Records for this exercise ▸
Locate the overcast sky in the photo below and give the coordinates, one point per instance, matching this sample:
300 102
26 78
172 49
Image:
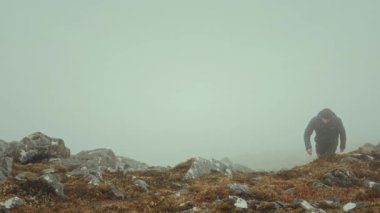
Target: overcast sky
163 81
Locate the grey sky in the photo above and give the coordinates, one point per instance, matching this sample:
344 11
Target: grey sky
162 81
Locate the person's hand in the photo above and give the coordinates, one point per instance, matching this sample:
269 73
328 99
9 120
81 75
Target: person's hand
309 152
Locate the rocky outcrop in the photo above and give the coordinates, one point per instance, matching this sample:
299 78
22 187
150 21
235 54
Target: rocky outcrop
340 177
5 167
236 167
11 203
37 147
128 164
3 147
98 159
201 166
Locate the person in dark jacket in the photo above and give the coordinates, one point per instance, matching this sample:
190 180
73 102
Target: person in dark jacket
328 129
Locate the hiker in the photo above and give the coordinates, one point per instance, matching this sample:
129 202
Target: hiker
328 128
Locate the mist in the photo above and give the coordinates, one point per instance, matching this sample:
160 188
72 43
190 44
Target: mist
165 81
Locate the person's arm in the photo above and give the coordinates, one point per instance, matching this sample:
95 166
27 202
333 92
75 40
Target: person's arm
308 132
342 135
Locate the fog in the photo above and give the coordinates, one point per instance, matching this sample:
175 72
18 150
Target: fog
163 81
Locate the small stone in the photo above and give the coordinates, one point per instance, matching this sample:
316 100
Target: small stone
349 206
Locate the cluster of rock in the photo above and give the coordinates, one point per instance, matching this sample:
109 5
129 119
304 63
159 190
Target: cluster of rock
201 167
39 147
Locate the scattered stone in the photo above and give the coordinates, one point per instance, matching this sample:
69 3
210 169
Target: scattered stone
289 191
3 147
239 202
118 194
48 171
186 205
11 203
26 176
367 148
308 207
349 206
98 159
94 176
241 190
182 192
5 167
318 184
37 147
141 184
128 164
281 205
349 160
236 167
340 177
202 167
55 182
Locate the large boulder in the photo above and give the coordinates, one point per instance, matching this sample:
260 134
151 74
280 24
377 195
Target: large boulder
3 147
340 177
98 159
37 147
91 164
5 167
127 164
201 166
11 203
368 148
236 167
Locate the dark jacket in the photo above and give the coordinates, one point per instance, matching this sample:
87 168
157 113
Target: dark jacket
325 133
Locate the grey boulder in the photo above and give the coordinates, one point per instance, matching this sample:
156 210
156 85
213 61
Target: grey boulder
340 177
98 159
240 190
11 203
37 147
201 166
128 164
54 182
5 167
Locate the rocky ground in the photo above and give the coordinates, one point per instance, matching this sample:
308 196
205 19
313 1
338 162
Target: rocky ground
99 181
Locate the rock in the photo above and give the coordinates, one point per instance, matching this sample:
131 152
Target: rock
378 146
98 159
54 181
318 184
94 176
26 176
289 191
186 205
308 207
281 204
367 148
5 167
182 192
349 160
201 167
236 167
37 147
239 202
3 147
118 194
240 190
141 184
11 203
349 206
124 163
340 177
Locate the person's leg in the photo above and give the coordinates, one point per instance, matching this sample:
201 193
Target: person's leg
326 147
331 147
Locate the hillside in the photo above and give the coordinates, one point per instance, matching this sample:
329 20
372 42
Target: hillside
330 184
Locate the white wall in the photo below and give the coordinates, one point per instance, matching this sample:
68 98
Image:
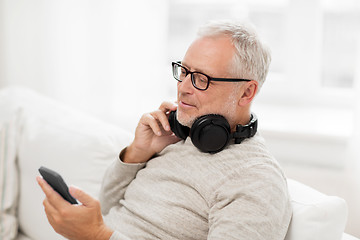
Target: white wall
93 55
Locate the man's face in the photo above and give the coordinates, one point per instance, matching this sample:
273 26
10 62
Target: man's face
211 56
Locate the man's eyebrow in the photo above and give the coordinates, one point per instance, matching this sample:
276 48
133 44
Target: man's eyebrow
192 69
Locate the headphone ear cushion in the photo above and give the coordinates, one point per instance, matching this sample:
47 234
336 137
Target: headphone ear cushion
179 130
210 133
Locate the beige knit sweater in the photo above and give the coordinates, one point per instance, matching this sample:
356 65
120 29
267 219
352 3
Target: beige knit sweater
238 193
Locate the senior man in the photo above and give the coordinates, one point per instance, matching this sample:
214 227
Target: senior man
213 179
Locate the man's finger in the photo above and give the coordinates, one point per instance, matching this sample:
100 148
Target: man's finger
82 196
53 197
168 106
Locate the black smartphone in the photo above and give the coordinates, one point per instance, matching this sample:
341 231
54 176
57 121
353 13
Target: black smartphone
57 183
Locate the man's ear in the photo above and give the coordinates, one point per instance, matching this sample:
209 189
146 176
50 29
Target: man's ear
248 93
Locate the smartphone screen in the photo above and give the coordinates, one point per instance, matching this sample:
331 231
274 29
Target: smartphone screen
57 183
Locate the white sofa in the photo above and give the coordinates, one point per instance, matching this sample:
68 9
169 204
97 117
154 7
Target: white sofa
38 131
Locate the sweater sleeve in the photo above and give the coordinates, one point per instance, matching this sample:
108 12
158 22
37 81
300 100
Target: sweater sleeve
256 207
116 179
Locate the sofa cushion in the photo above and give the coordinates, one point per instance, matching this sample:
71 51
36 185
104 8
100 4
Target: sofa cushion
77 146
315 215
9 125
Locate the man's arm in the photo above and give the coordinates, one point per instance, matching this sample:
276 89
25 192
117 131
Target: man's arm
152 135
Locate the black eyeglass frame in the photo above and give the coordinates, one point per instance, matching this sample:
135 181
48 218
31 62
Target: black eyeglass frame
178 63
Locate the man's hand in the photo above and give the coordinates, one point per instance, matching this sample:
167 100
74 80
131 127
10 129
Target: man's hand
75 222
152 135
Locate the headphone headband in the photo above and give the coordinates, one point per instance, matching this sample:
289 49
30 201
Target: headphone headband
211 133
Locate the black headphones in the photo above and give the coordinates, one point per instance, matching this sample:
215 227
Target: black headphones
211 133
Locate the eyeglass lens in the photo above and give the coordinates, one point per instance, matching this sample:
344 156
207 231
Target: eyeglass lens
199 80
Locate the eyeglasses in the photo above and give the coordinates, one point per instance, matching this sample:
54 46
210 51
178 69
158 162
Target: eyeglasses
199 80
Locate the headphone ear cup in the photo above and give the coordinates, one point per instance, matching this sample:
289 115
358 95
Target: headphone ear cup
210 133
179 130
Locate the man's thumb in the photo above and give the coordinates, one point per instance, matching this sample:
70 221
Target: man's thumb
81 196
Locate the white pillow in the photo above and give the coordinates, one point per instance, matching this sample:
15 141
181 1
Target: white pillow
77 146
9 137
315 215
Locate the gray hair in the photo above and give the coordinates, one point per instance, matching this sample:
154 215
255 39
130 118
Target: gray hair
252 57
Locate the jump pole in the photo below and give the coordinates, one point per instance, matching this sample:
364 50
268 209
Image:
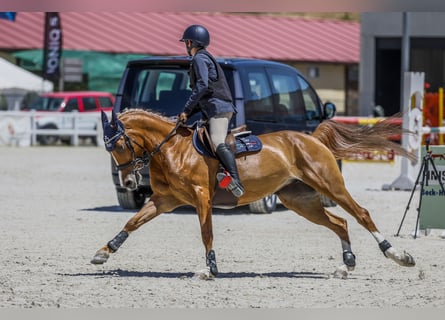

What is asked ▸ State how many lines of the records contain the word "face". Reply with the number only.

Response to the exercise ▸ 2